**SOURCE PASSAGE**
Apple today debuted a new blog called the "Apple Machine Learning Journal," with a welcome message for readers and an in-depth look at the blog's first topic: "Improving the Realism of Synthetic Images." Apple describes the Machine Learning Journal as a place where users can read posts written by the company's engineers, related to all of the work and progress they've made for technologies in Apple's products.
In the welcome message, Apple encourages those interested in machine learning to contact the company at an email address for its new blog, machine-learning@apple.com.
Welcome to the Apple Machine Learning Journal. Here, you can read posts written by Apple engineers about their work using machine learning technologies to help build innovative products for millions of people around the world. If you’re a machine learning researcher or student, an engineer or developer, we’d love to hear your questions and feedback. Write us at machine-learning@apple.com
In the first post -- described as Vol. 1, Issue 1 -- Apple's engineers delve into machine learning related to neural nets that can create a program to intelligently refine synthetic images in order to make them more realistic. Using synthetic images reduces cost, Apple's engineers pointed out, but "may not be realistic enough" and could result in "poor generalization" on real test images. Because of this, Apple set out to find a way to enhance synthetic images using machine learning.
Most successful examples of neural nets today are trained with supervision. However, to achieve high accuracy, the training sets need to be large, diverse, and accurately annotated, which is costly. An alternative to labelling huge amounts of data is to use synthetic images from a simulator. This is cheap as there is no labeling cost, but the synthetic images may not be realistic enough, resulting in poor generalization on real test images. To help close this performance gap, we’ve developed a method for refining synthetic images to make them look more realistic. We show that training models on these refined images leads to significant improvements in accuracy on various machine learning tasks.
In December 2016, Apple's artificial intelligence team released its first research paper, which had the same focus on advanced image recognition as the first volume of the Apple Machine Learning Journal does today.
The new blog represents Apple's latest step in its progress surrounding AI and machine learning. During an AI conference in Barcelona last year, the company's head of machine learning Russ Salakhutdinov provided a peek behind the scenes of some of Apple's initiatives in these fields, including health and vital signs, volumetric detection of LiDAR, prediction with structured outputs, image processing and colorization, intelligent assistant and language modeling, and activity recognition, all of which could be potential subjects for research papers and blog posts in the future.
Check out the full first post in the Apple Machine Learning Journal right here.
Top Rated Comments
There were many rumors that many AI researchers turned down jobs at Apple simply because they would not be able to publish their works. For these scientists, it is not about the money or the company, it is all about having their work published with their name on it.
In addition, this is one of the areas where knowing other research benefits everyone at the same time.
Google, Facebook, Microsoft and others are in fact publishing their works throughout various mediums (magazines, research papers, etc).
In fact, they all started a partnership to share research among each other, Partnership on AI here: https://www.partnershiponai.org (Apple is founding member along with Microsoft, IBM, Google, Facebook, Amazon, etc.

**ASSIGNMENT**
Answer these questions using the article about the Apple Machine Learning Journal:
1. What email address does the journal's welcome message give for questions and feedback?
2. In what month and year did Apple's artificial intelligence team release its first research paper?
3. In what city did Russ Salakhutdinov speak at an AI conference?

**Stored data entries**
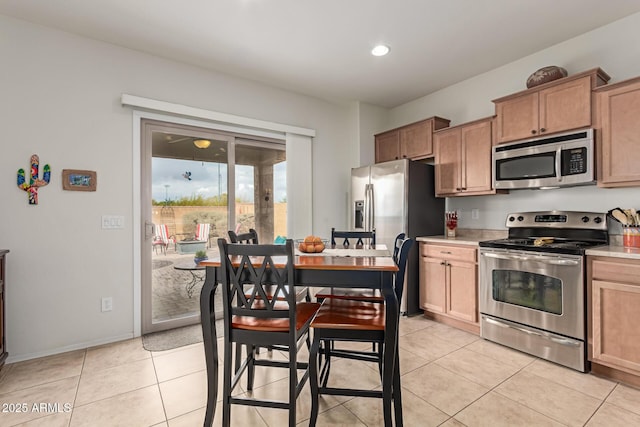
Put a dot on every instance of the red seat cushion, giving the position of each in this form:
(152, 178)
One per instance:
(348, 314)
(355, 294)
(304, 312)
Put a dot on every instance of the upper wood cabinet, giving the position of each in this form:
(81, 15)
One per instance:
(618, 134)
(414, 141)
(557, 106)
(463, 159)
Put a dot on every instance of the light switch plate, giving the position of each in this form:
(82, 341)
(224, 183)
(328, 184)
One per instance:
(111, 222)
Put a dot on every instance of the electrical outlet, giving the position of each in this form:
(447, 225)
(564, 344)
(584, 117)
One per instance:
(112, 222)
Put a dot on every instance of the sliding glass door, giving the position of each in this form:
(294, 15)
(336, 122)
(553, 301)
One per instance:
(196, 185)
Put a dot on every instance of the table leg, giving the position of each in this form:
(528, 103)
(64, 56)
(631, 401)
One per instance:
(194, 281)
(390, 376)
(207, 316)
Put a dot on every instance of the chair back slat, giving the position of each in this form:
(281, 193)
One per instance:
(358, 238)
(259, 266)
(402, 267)
(397, 245)
(248, 238)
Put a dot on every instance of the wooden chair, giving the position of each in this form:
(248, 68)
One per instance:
(360, 294)
(202, 233)
(360, 321)
(358, 238)
(261, 320)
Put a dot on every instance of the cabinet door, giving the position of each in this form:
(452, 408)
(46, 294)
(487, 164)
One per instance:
(566, 106)
(448, 161)
(387, 146)
(462, 291)
(415, 140)
(432, 284)
(476, 157)
(619, 156)
(517, 118)
(616, 336)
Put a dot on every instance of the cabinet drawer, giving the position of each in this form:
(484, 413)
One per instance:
(616, 271)
(449, 252)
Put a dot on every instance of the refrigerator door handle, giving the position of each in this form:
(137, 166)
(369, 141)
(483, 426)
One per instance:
(372, 210)
(367, 207)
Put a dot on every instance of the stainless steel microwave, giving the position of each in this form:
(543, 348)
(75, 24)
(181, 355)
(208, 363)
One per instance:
(561, 160)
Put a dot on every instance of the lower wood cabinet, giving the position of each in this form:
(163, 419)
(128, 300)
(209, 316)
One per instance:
(614, 313)
(449, 285)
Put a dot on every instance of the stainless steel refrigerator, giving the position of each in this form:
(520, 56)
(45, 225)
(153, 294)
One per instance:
(397, 197)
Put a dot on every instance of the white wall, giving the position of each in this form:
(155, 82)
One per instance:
(61, 100)
(615, 48)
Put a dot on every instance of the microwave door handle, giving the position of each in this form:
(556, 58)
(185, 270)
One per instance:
(559, 164)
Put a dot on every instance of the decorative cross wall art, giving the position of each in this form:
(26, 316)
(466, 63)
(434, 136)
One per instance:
(34, 180)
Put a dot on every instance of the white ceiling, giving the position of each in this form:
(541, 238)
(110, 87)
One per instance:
(322, 48)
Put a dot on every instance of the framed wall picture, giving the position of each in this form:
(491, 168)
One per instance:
(79, 180)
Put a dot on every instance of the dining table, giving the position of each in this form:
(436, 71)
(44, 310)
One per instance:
(368, 267)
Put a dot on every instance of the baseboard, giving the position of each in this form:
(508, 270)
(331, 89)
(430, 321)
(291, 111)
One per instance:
(65, 349)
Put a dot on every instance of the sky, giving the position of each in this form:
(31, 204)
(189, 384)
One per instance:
(208, 179)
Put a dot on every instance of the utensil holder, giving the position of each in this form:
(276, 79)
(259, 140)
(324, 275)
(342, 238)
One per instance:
(631, 237)
(450, 227)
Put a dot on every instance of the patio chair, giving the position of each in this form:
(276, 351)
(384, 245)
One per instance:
(250, 238)
(162, 238)
(261, 320)
(202, 233)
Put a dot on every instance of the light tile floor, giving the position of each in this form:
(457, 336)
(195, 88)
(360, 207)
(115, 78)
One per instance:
(449, 377)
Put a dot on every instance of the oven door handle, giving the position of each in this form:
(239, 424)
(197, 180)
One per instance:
(558, 340)
(511, 257)
(555, 261)
(543, 260)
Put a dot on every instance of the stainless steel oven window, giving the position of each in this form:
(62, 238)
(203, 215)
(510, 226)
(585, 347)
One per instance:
(527, 289)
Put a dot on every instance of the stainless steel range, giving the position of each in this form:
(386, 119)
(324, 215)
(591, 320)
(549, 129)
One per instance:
(532, 284)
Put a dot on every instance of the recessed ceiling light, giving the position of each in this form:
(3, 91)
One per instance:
(380, 50)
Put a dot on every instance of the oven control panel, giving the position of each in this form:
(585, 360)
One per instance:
(558, 219)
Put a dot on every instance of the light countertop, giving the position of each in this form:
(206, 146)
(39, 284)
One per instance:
(467, 236)
(615, 251)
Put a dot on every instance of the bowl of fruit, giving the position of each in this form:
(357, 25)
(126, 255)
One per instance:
(311, 244)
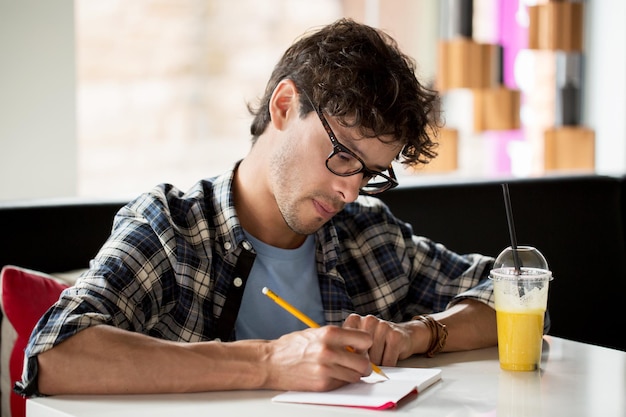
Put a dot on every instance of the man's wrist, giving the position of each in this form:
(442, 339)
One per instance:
(438, 334)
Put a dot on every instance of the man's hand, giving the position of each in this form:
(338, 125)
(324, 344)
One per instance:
(317, 359)
(391, 341)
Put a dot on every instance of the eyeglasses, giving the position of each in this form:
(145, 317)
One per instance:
(343, 162)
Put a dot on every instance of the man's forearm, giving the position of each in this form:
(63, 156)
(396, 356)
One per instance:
(106, 360)
(471, 325)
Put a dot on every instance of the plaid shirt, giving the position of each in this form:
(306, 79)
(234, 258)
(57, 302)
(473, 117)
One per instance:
(173, 261)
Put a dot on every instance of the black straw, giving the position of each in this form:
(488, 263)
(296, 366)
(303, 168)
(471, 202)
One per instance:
(509, 218)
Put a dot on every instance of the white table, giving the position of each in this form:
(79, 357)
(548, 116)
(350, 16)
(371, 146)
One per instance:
(576, 379)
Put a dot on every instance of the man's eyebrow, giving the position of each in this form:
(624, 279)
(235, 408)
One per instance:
(351, 144)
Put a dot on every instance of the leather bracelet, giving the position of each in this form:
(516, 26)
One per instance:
(438, 334)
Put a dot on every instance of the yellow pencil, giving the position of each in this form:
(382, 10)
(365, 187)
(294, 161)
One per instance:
(306, 320)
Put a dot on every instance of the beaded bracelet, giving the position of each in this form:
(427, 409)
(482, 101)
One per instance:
(438, 334)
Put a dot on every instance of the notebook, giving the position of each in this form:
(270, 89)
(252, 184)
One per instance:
(371, 392)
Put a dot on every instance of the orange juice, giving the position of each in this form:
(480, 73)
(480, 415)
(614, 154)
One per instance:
(519, 339)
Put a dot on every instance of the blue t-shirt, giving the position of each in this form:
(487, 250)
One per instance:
(289, 273)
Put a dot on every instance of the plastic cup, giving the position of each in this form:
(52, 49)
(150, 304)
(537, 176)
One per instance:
(521, 299)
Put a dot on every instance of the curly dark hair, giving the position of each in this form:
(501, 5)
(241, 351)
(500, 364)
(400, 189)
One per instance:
(357, 74)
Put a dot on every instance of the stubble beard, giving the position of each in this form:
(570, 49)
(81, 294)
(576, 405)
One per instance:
(287, 183)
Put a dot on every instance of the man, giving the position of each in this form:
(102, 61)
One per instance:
(172, 302)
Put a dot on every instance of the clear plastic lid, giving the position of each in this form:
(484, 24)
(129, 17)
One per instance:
(529, 257)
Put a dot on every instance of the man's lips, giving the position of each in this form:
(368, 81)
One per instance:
(325, 210)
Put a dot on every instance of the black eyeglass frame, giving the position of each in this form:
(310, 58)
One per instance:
(338, 147)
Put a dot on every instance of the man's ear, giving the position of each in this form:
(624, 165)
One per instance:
(283, 103)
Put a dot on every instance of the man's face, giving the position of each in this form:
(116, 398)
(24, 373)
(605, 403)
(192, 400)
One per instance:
(306, 192)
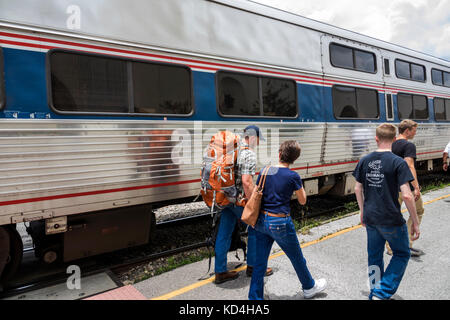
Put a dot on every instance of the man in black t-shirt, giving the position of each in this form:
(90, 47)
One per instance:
(407, 150)
(379, 175)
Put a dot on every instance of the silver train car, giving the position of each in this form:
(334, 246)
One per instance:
(106, 107)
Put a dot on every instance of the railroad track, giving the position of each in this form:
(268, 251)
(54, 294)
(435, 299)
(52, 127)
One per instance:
(123, 260)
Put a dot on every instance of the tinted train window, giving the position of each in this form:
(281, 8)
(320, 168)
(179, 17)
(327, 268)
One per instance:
(351, 58)
(85, 83)
(412, 106)
(2, 82)
(442, 109)
(279, 97)
(440, 78)
(249, 95)
(161, 89)
(102, 84)
(409, 71)
(436, 77)
(447, 79)
(356, 103)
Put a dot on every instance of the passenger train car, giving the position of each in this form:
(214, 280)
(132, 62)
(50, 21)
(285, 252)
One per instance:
(106, 107)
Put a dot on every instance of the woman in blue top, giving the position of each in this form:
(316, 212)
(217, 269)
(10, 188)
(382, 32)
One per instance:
(275, 224)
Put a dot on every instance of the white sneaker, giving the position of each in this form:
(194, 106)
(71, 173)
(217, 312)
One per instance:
(319, 286)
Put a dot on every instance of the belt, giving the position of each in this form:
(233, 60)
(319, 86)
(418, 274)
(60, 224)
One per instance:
(277, 215)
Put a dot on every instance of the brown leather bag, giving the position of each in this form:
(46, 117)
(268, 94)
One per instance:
(253, 206)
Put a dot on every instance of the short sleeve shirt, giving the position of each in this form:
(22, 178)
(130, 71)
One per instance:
(405, 149)
(447, 149)
(279, 187)
(246, 164)
(382, 174)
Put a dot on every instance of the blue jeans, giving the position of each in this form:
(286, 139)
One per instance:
(281, 230)
(230, 216)
(384, 283)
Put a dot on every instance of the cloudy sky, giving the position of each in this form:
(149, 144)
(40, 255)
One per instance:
(422, 25)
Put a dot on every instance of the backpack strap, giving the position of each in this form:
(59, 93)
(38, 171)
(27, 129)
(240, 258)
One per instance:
(262, 180)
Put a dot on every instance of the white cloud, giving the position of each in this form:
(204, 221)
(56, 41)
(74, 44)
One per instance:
(422, 25)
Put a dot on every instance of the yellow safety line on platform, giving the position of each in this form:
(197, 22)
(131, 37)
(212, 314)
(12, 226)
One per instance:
(276, 255)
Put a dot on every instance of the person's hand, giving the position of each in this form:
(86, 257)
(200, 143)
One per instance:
(415, 232)
(416, 194)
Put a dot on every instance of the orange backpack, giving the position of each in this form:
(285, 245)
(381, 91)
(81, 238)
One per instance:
(218, 170)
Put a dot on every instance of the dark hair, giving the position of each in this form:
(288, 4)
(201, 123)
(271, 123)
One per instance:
(386, 132)
(289, 151)
(405, 125)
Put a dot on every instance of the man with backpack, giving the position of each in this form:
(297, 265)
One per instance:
(244, 170)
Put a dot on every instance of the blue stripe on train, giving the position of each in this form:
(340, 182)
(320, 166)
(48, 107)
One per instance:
(26, 96)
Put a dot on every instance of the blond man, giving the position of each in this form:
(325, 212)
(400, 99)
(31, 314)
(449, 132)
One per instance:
(379, 175)
(407, 150)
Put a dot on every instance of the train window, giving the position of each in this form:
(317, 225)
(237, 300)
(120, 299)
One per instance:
(437, 77)
(364, 61)
(355, 103)
(440, 78)
(389, 107)
(409, 71)
(161, 89)
(447, 79)
(250, 95)
(2, 85)
(341, 56)
(417, 72)
(387, 70)
(442, 109)
(88, 83)
(402, 69)
(413, 107)
(238, 94)
(279, 97)
(352, 58)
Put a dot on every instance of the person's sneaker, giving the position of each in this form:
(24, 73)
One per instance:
(249, 271)
(225, 276)
(319, 286)
(416, 252)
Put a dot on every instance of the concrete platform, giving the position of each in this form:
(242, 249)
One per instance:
(336, 251)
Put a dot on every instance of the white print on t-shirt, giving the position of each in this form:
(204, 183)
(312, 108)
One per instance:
(375, 177)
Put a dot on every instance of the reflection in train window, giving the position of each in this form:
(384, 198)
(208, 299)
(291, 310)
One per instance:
(161, 89)
(101, 84)
(87, 83)
(436, 76)
(279, 98)
(447, 79)
(248, 95)
(2, 85)
(238, 94)
(441, 109)
(356, 103)
(409, 71)
(440, 78)
(352, 58)
(413, 107)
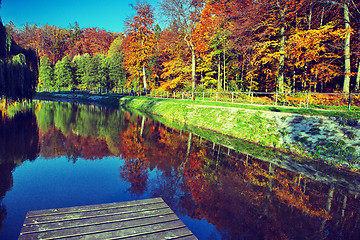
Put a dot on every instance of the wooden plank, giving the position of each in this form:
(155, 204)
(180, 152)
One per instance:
(83, 222)
(136, 232)
(150, 219)
(107, 206)
(90, 214)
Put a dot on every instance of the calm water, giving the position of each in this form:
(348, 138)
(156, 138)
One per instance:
(62, 155)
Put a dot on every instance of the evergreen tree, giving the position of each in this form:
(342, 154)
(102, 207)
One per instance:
(46, 73)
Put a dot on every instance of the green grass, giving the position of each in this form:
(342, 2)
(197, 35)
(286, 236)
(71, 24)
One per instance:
(353, 114)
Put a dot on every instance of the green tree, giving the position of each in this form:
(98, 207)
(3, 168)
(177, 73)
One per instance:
(115, 46)
(46, 73)
(63, 73)
(103, 72)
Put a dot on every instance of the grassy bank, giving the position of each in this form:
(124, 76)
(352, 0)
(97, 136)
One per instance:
(330, 137)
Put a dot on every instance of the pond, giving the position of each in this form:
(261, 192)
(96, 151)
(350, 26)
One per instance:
(58, 155)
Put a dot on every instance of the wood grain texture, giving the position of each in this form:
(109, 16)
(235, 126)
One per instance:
(140, 219)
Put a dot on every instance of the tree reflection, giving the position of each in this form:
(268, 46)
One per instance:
(242, 196)
(19, 142)
(135, 171)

**COMPLETED TASK**
1. machine-learning@apple.com
2. December 2016
3. Barcelona